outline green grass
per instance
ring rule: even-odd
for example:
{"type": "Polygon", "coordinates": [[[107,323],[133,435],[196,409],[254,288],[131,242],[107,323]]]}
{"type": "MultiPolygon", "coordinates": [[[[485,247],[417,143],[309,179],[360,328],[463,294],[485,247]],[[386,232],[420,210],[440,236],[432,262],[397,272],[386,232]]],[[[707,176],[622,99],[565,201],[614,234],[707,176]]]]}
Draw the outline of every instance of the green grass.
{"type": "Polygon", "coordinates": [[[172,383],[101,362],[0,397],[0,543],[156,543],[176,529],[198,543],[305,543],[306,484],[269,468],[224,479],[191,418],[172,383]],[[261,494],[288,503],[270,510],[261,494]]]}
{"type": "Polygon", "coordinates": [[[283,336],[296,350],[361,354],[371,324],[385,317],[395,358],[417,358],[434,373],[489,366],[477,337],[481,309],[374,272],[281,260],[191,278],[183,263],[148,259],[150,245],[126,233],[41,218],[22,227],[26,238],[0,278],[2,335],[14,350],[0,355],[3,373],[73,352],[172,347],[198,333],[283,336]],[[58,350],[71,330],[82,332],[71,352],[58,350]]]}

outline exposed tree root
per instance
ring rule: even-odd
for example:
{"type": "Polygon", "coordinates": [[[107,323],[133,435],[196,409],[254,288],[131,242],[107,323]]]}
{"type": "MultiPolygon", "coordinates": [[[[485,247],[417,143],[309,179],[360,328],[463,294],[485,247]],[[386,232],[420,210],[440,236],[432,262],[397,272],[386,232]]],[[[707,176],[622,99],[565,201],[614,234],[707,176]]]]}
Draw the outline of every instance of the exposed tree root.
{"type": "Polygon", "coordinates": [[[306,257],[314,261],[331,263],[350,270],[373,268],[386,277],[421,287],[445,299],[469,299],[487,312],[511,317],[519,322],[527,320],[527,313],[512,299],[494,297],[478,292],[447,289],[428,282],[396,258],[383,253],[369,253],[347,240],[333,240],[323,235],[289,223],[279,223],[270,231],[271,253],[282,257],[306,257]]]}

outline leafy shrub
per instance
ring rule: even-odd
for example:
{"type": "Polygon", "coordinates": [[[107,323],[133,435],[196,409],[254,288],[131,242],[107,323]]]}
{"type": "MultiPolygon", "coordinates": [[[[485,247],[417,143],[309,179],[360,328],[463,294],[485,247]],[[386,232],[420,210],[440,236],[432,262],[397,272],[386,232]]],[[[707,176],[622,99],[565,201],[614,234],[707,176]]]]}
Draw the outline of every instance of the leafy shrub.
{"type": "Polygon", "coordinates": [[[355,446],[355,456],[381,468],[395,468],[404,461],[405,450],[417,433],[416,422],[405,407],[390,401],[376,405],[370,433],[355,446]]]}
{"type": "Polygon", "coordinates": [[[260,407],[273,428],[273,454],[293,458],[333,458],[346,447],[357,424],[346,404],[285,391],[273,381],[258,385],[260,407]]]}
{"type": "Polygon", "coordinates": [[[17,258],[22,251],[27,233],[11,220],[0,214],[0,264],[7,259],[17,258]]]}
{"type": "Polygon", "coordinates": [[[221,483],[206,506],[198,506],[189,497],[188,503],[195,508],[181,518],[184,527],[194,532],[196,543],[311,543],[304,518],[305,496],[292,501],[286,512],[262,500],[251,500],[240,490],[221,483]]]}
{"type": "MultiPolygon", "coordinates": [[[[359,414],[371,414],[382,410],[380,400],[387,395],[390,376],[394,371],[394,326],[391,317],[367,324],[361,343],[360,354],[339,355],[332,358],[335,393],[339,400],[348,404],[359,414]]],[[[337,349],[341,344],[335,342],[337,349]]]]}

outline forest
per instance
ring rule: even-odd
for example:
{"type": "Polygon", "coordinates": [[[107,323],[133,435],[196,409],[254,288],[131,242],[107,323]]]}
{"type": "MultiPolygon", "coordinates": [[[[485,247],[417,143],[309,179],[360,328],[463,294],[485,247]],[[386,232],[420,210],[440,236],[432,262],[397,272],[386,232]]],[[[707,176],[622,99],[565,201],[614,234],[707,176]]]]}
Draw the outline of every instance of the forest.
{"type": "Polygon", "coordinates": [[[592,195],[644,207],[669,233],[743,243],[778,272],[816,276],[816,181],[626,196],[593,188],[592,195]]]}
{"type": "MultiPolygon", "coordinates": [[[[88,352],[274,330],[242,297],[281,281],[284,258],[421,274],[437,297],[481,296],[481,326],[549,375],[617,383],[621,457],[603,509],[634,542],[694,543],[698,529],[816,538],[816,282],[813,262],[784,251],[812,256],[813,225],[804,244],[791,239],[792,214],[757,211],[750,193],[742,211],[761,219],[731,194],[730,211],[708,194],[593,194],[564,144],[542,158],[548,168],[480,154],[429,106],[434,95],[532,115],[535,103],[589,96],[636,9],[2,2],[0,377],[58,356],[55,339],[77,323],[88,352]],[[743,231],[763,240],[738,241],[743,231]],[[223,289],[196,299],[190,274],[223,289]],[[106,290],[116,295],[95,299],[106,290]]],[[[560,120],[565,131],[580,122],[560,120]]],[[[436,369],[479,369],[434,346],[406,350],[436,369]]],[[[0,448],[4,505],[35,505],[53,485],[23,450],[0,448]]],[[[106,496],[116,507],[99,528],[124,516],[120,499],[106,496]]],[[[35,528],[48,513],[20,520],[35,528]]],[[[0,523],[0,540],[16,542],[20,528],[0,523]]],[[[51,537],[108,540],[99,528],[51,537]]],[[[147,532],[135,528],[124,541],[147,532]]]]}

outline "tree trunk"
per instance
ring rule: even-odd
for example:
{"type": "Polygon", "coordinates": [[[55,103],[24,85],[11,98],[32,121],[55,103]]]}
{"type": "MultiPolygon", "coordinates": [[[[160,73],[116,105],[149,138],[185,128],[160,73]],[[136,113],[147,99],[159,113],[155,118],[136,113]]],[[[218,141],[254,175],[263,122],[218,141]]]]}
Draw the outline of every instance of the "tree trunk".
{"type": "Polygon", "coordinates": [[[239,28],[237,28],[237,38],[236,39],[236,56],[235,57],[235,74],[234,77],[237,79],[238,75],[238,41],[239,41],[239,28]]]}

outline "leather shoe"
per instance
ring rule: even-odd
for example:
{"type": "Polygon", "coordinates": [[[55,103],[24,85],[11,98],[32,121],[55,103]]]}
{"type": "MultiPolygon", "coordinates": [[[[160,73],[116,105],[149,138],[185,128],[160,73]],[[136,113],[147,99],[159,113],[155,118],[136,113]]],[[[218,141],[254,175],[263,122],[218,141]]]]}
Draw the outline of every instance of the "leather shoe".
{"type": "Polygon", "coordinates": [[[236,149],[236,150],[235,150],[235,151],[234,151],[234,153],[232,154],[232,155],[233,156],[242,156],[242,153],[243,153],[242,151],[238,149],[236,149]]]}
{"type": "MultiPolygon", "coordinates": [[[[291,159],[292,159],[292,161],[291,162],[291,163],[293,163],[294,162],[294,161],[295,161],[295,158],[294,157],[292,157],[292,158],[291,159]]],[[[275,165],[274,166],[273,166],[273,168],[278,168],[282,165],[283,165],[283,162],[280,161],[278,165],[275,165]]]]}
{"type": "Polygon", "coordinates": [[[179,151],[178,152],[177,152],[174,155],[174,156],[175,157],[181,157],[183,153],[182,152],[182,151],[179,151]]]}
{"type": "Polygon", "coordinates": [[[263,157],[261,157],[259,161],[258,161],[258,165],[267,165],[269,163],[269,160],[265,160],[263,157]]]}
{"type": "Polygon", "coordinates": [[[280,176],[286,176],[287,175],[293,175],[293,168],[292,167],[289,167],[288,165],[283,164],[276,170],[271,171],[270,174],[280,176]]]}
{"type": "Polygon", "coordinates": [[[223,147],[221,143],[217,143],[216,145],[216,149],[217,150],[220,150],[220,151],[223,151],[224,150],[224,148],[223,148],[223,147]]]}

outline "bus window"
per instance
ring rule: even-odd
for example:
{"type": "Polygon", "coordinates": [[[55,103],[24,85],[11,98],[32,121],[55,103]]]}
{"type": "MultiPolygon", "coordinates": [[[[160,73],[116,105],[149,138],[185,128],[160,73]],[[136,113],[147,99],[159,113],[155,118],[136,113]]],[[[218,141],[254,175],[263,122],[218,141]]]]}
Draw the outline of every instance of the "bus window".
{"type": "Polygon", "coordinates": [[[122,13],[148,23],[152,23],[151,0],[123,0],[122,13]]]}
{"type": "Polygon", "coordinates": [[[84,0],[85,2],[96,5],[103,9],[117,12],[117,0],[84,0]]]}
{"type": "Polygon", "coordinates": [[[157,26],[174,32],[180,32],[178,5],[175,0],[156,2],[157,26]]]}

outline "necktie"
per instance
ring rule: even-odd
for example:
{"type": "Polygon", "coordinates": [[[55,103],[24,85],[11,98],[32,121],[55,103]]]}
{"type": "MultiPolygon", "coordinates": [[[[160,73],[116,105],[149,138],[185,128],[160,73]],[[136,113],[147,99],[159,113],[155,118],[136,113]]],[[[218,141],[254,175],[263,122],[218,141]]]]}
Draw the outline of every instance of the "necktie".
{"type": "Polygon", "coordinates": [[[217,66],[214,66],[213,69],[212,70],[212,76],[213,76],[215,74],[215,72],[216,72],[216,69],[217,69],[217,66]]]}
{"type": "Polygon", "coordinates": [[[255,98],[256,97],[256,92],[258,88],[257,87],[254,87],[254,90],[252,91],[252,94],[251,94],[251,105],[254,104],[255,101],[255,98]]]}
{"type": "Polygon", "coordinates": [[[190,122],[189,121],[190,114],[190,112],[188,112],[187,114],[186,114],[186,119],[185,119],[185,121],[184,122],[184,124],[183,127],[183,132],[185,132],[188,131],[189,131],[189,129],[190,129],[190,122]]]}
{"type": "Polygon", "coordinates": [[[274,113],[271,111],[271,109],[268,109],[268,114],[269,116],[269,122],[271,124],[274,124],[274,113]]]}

———

GIVEN TASK: Copy out each line of the records above that contains the string "root", matching case exactly.

RESPONSE TO THE EXERCISE:
outline exposed tree root
Draw the outline of every instance of the exposed tree root.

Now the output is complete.